Passage:
_ _ _ _ _ _ _

Financial arrangement rules trump accounting treatment

Sovereign Assurance Company v Commissioner of Inland Revenue [2012] NZHC 1760
 
This case underlines the broad scope of the financial arrangements rules.  The case concerned the tax treatment of a series of cash flows between Sovereign and foreign reinsurers recorded in a “Bonus Account”.
 
The facts of the case are complex.  Sovereign Assurance Company (“Sovereign”) issued life insurance policies and reinsured those policies with foreign reinsurers.  Sovereign paid premiums and the reinsurers paid out on claims made by Sovereign.  The premiums and claim payments were recorded in a “Bonus Account”.  Premiums paid by Sovereign were recorded as credits and claims paid to Sovereign as debits.  There was a second series of cash flows that were also recorded in the Bonus Account.  In the start up phase of Sovereign’s life insurance business, the refunds were used as a type of financing.  As Sovereign’s initial costs of issuing life insurance policies exceeded the premiums it received the reinsurers paid “refundable commissions” based on a multiple of the refundable commissions.  The amount included an interest component payable by Sovereign.  Payments to Sovereign of refundable commissions were recorded as debits in the Bonus Account.  Interest charges were treated as debits.
 
In a nutshell, payments made by Sovereign were recorded as credits in the Bonus Account, and the payments by the reinsurers as debits.  An excess credit balance constituted profit to Sovereign.
 
Sovereign treated the refundable commissions as income and the repayments as deductions.  Its treating the repayments of refundable commissions as deductible expenditure resulted in tax losses to Sovereign that were made available to other members of the group of Sovereign companies.  The basis for this treatment was that the refundable commissions formed part of the reinsurance arrangements and were therefore excluded from being financial arrangements under the excepted financial arrangements exclusion for insurance contracts.

_ _ _ _ _ _ _

Given information:
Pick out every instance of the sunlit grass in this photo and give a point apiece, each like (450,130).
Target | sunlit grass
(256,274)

_ _ _ _ _ _ _

What to do:
**1.** From the Sovereign Assurance case note, list every item it says was recorded as a debit in the Bonus Account.
**2.** Answer these from the Sovereign Assurance case note:
(a) How were premiums paid by Sovereign recorded in the Bonus Account?
(b) What did an excess credit balance constitute?
(c) To whom were the resulting tax losses made available?

Responses to the exercise:
**1.**
- Claims paid to Sovereign
- Payments to Sovereign of refundable commissions
- Interest charges

**2.**
(a) As credits.
(b) Profit to Sovereign.
(c) Other members of the group of Sovereign companies.